= SUPPLIED PASSAGE =
______

Jupyter Notebook

Additional packages for data visualization support must be installed to plot charts in Jupyter Notebook.

Choose the suitable code to plot the information regarding previously launched or ongoing trainings and refer to the examples for implementation details.

  1. Add a training parameter
  2. Read data from the specified directory only using MetricVisualizer
  3. Gather and read data from all subdirectories of the specified directory using MetricVisualizer

Add a training parameter

It is possible to plot a chart while training by setting the plot parameter to “True”. This approach is applicable for the following methods:

Add a training a model using

from catboost import CatBoostClassifier, Pool

train_data = [[1, 3], [0, 4], [1, 7], [0, 3]]
train_labels = [1, 0, 1, 1]

model = CatBoostClassifier(learning_rate=0.03)

model.fit(train_data,
          train_labels,
          verbose=False,
          plot=True)

Read data from the specified directory only using MetricVisualizer

import catboost

w = catboost.MetricVisualizer('/path/to/trains/1')
w.start()

Refer to the MetricVisualizer section for details.

Gather data from the specified directory only

  1. Train a model from the root of the file system (/):
    from catboost import CatBoostClassifier
    
    cat_features = [0,1,2]
    
    train_data = [["a", "b", 1, 4, 5, 6],
                  ["a", "b", 4, 5, 6, 7],
                  ["c", "d", 30, 40, 50, 60]]
    
    train_labels = [1,1,0]
    
    model = CatBoostClassifier(iterations=20, 
                               loss_function = "CrossEntropy", 
                               train_dir = "crossentropy")
    
    model.fit(train_data, train_labels, cat_features)
    predictions = model.predict(train_data)
  2. Plot a chart using the information regarding the previous training (from the crossentropy directory):
    import catboost
    
    w = catboost.MetricVisualizer('/crossentropy/')
    w.start()

    The following is a chart plotted with Jupyter Notebook for the given example.

______

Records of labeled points
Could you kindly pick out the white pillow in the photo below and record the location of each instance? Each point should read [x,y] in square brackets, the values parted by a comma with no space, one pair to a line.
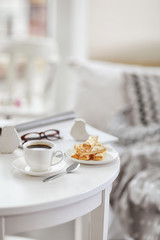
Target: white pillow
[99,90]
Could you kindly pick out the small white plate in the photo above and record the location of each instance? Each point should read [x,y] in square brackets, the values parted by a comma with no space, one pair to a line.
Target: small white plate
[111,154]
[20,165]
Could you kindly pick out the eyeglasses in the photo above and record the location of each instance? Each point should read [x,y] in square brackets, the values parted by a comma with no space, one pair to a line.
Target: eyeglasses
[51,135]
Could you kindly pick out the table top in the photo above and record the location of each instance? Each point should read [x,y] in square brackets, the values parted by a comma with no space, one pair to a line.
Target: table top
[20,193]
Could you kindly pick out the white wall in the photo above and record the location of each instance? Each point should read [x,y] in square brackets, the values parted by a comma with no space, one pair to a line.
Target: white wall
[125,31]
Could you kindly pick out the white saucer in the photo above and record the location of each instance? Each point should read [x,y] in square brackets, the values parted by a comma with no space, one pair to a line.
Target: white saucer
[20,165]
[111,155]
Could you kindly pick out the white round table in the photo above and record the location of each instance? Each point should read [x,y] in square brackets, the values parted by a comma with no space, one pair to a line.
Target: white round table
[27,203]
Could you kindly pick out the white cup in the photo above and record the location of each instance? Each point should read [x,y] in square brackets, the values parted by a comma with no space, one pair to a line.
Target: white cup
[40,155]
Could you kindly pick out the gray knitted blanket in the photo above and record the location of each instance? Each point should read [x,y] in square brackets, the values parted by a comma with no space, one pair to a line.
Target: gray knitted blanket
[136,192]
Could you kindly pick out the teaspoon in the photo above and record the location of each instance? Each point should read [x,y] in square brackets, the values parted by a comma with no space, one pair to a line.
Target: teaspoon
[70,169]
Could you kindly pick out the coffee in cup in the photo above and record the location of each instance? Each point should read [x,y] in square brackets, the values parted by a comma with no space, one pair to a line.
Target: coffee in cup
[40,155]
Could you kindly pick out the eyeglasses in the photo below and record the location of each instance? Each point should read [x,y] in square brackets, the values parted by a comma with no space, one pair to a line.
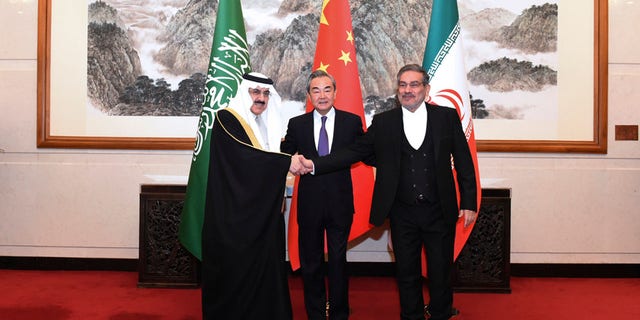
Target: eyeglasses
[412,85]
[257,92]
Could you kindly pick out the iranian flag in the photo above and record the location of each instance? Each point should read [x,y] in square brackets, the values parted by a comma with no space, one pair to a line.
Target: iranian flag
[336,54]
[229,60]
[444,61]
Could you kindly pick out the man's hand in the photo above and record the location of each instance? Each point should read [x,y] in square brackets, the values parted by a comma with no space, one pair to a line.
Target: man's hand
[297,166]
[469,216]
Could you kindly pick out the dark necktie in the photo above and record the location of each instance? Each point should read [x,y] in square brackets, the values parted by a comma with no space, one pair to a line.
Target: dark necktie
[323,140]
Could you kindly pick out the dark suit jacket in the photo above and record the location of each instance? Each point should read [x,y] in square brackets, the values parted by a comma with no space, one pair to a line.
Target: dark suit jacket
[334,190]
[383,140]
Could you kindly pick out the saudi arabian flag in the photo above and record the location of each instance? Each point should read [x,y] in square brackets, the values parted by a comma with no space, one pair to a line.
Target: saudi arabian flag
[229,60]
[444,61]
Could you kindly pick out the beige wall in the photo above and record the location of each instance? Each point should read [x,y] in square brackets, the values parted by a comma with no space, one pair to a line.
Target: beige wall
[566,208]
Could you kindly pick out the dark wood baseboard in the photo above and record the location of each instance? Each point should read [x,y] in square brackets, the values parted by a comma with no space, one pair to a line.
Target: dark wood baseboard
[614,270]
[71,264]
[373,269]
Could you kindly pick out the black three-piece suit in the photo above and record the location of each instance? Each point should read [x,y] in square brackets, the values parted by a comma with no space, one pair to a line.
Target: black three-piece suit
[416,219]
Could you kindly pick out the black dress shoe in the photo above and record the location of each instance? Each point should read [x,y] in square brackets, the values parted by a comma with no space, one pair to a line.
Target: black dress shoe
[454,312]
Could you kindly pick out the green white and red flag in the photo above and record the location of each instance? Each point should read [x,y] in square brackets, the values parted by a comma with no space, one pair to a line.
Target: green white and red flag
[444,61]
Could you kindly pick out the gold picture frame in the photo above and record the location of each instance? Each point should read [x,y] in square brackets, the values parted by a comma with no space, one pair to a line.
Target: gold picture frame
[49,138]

______

= EXERCISE TASK =
Pick up the page on plotting CatBoost training charts in Jupyter Notebook right after its last sentence and write what comes next.

= EXERCISE RESULT =
Gather and read data from all subdirectories of the specified directory using MetricVisualizer

import catboost

w = catboost.MetricVisualizer('/path/to/trains', subdirs=True)
w.start()

Any data located directly in the /path/to/trains folder is ignored. The information is read from its' subdirectories only.

Refer to the MetricVisualizer section for details.

Gather and read data from all subdirectories

  1. Train two models from the root of the file system (/):
    1. from catboost import CatBoostClassifier
      
      cat_features = [0,1,2]
      
      train_data = [["a", "b", 1, 4, 5, 6],
                    ["a", "b", 4, 5, 6, 7],
                    ["c", "d", 30, 40, 50, 60]]
      
      train_labels = [1,1,0]
      
      model = CatBoostClassifier(iterations=20, 
                                 loss_function = "CrossEntropy", 
                                 train_dir = "crossentropy")
      
      model.fit(train_data, train_labels, cat_features)
      predictions = model.predict(train_data)
    2. from catboost import CatBoostClassifier
      
      cat_features = [0,1,2]
      
      train_data = [["a", "b", 1, 4, 5, 6],
                    ["a", "b", 4, 5, 6, 7],
                    ["c", "d", 30, 40, 50, 60]]
      
      train_labels = [1,1,0]
      
      model = CatBoostClassifier(iterations=20, 
                                 train_dir = "logloss")
      
      model.fit(train_data, train_labels, cat_features)
      predictions = model.predict(train_data)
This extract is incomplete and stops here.